(Records from a collection)
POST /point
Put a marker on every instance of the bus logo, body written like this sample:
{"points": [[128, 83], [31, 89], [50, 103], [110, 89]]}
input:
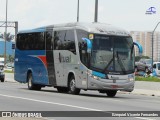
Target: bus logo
{"points": [[151, 10]]}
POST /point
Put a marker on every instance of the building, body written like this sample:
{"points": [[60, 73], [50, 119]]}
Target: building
{"points": [[145, 39]]}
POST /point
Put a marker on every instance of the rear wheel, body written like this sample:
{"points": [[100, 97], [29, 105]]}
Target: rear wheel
{"points": [[31, 85], [2, 80], [136, 69], [111, 93], [72, 86]]}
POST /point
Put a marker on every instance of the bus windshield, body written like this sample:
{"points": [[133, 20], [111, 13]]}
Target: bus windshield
{"points": [[112, 54]]}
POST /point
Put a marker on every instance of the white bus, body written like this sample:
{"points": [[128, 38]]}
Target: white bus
{"points": [[76, 56]]}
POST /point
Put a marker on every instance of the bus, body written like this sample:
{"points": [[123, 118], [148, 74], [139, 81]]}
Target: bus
{"points": [[76, 56]]}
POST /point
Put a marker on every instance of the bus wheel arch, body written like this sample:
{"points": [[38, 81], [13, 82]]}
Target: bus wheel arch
{"points": [[31, 85], [72, 85]]}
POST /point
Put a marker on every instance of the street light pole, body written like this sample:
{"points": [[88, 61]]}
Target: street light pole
{"points": [[78, 12], [5, 34], [96, 11], [152, 43]]}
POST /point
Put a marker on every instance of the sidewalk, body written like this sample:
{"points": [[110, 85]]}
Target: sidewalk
{"points": [[147, 88], [141, 87]]}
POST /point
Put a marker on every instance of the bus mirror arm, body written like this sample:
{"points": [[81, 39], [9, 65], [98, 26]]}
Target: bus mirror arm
{"points": [[89, 44], [139, 47]]}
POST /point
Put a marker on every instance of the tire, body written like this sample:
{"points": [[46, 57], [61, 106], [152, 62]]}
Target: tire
{"points": [[72, 86], [2, 80], [111, 93], [146, 70], [136, 69], [62, 89], [32, 86]]}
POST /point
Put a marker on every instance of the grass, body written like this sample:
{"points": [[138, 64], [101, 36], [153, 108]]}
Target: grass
{"points": [[148, 79]]}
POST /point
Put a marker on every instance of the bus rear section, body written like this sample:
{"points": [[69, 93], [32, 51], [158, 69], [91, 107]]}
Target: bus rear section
{"points": [[78, 56]]}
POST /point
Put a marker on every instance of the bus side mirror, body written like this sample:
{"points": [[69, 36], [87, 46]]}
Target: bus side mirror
{"points": [[87, 44], [139, 47]]}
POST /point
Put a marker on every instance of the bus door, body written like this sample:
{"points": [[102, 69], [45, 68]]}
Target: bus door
{"points": [[59, 54], [50, 58]]}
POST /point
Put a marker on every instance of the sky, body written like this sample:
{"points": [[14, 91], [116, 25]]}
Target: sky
{"points": [[127, 14]]}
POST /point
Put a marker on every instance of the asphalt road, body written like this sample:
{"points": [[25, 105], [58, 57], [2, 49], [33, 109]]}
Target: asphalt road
{"points": [[16, 97]]}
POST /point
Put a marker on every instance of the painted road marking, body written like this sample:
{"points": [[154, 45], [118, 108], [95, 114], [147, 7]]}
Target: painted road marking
{"points": [[61, 104]]}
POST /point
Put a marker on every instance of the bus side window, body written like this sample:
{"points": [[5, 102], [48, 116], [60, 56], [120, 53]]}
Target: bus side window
{"points": [[82, 46], [70, 41], [49, 42]]}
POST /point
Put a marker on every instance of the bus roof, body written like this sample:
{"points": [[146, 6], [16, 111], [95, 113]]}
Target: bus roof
{"points": [[100, 28]]}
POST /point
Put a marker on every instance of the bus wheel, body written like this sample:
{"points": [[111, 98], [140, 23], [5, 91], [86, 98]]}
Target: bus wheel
{"points": [[2, 80], [62, 89], [111, 93], [72, 86], [32, 86]]}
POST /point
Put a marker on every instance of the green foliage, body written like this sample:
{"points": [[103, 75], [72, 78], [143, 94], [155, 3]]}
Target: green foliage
{"points": [[9, 36], [137, 58], [149, 79], [8, 71]]}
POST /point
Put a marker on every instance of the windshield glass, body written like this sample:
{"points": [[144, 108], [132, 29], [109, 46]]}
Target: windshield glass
{"points": [[112, 54]]}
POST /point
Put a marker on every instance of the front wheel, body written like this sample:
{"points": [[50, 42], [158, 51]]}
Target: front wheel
{"points": [[2, 80], [111, 93], [31, 85], [72, 86]]}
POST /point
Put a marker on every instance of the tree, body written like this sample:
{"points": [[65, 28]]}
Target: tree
{"points": [[137, 58], [9, 36]]}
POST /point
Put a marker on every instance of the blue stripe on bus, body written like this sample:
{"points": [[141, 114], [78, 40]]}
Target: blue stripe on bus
{"points": [[98, 74]]}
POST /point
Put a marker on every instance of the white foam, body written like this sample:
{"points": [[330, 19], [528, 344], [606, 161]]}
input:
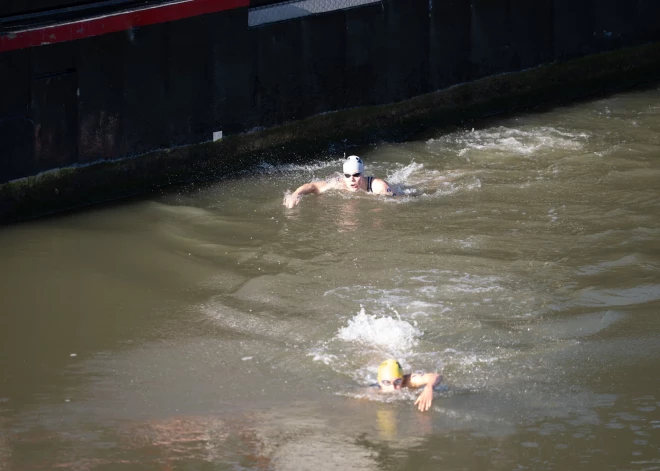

INSTRUCTIONS FOR THE TASK:
Give every record again word for word, pictures excluded.

FINISHED TASK:
POST /point
Put a marker on every instance of the bus logo, body written like this sample:
{"points": [[128, 83], [31, 89], [50, 103], [110, 89]]}
input:
Target: bus logo
{"points": [[151, 10]]}
POST /point
Put a marker on every instance of the building, body written like this sample:
{"points": [[60, 73], [50, 119]]}
Target: building
{"points": [[145, 39]]}
POST /point
Put a marker on every instance of the rear wheel, body written like this sample:
{"points": [[100, 97], [29, 105]]}
Target: rear wheel
{"points": [[31, 85], [2, 80], [136, 69], [111, 93], [72, 86]]}
POST /point
Put a marker on every instance of the bus windshield, body written like this sample:
{"points": [[133, 20], [111, 13]]}
Target: bus windshield
{"points": [[112, 54]]}
POST /point
Put a marker on every instance of the white bus, body written like this sample:
{"points": [[128, 38]]}
Target: white bus
{"points": [[76, 56]]}
POST /point
Put a marker on every instance of the bus, body written like this sample:
{"points": [[123, 118], [148, 74], [139, 81]]}
Target: bus
{"points": [[76, 56]]}
POST /point
Put a marker on every instance of the bus wheel arch, body written like this sample:
{"points": [[38, 81], [13, 82]]}
Target: bus wheel arch
{"points": [[31, 85], [72, 85]]}
POST /point
Put a marker on every instance of the street light pole, body written like this sample:
{"points": [[88, 61]]}
Target: street light pole
{"points": [[78, 12], [5, 34], [96, 11], [152, 43]]}
POST /point
Put a marker on every instance of the sidewalk, body written like this sample:
{"points": [[110, 85]]}
Target: sidewalk
{"points": [[147, 88], [141, 87]]}
POST /point
Put a marker on every instance of the bus mirror arm, body written like this sample:
{"points": [[81, 39], [9, 65], [98, 26]]}
Target: bus mirror arm
{"points": [[89, 44], [139, 47]]}
POST /point
Put a marker on every instance of the tire, body written like this sample:
{"points": [[46, 57], [61, 106], [152, 62]]}
Target: tire
{"points": [[72, 86], [2, 80], [111, 93], [146, 70], [136, 69], [62, 89], [32, 86]]}
POST /point
Put a marker on every instance of the grass, body written like this sample:
{"points": [[138, 64], [101, 36], [153, 108]]}
Target: grass
{"points": [[148, 79]]}
POST /point
Put a marker on every instance of the bus rear section, body written like this sample:
{"points": [[69, 93], [32, 51], [158, 69], [91, 107]]}
Target: bus rear section
{"points": [[78, 56]]}
POST /point
Put a marker on every instance of the bus side mirror, body written like this sample:
{"points": [[69, 36], [87, 46]]}
Target: bus side mirror
{"points": [[87, 44], [139, 47]]}
POST /point
Put a marker on every instance of the bus door, body written like this sample:
{"points": [[102, 69], [45, 68]]}
Target: bus door
{"points": [[59, 54], [50, 58]]}
POST /point
Put a marker on every instance of the sky, body written like this sample:
{"points": [[14, 91], [116, 25]]}
Target: sky
{"points": [[127, 14]]}
POST /point
Put a marker on every instance of the asphalt road, body written like this sample:
{"points": [[25, 105], [58, 57], [2, 49], [33, 109]]}
Target: asphalt road
{"points": [[16, 97]]}
POST /point
Put a marker on every instance of the painted road marking, body written like this sample:
{"points": [[154, 45], [118, 108], [95, 114], [147, 7]]}
Target: painted road marking
{"points": [[61, 104]]}
POST /point
Put a marker on every instance of the bus side window, body written like this sample:
{"points": [[5, 102], [48, 116], [60, 56], [120, 53]]}
Target: bus side window
{"points": [[82, 46], [70, 41], [49, 42]]}
POST /point
Put a marker on every instance of the bus roof, body written like this sample:
{"points": [[146, 6], [16, 111], [95, 113]]}
Target: bus roof
{"points": [[100, 28]]}
POST /point
Put a marker on every instance of the bus wheel, body written like this sample:
{"points": [[111, 98], [140, 23], [5, 91], [86, 98]]}
Target: bus wheel
{"points": [[2, 80], [62, 89], [111, 93], [72, 86], [32, 86]]}
POST /point
Put a marker on every instance of the green foliage, body written like this sample:
{"points": [[103, 75], [72, 78], [143, 94], [155, 3]]}
Target: green foliage
{"points": [[9, 36], [137, 58], [149, 79], [8, 71]]}
POST /point
Put a marker on every instance of the windshield glass, body written like this sample:
{"points": [[144, 108], [132, 29], [109, 46]]}
Target: windshield glass
{"points": [[112, 54]]}
POST /point
Put a marker on every instance of the front wheel, body written like this sample:
{"points": [[50, 42], [158, 51]]}
Target: front wheel
{"points": [[2, 80], [111, 93], [31, 85], [72, 86]]}
POST /point
Put a marker on every instance of the tree, body written like this sample:
{"points": [[65, 28]]}
Target: tree
{"points": [[137, 58], [9, 36]]}
POST /point
Put a marker on every instance of the blue stripe on bus, body written like this sample:
{"points": [[141, 114], [78, 40]]}
Target: blue stripe on bus
{"points": [[98, 74]]}
POST /point
Put a marker on every instance of the white foam, body written like this sample:
{"points": [[330, 19], [528, 344], [606, 161]]}
input:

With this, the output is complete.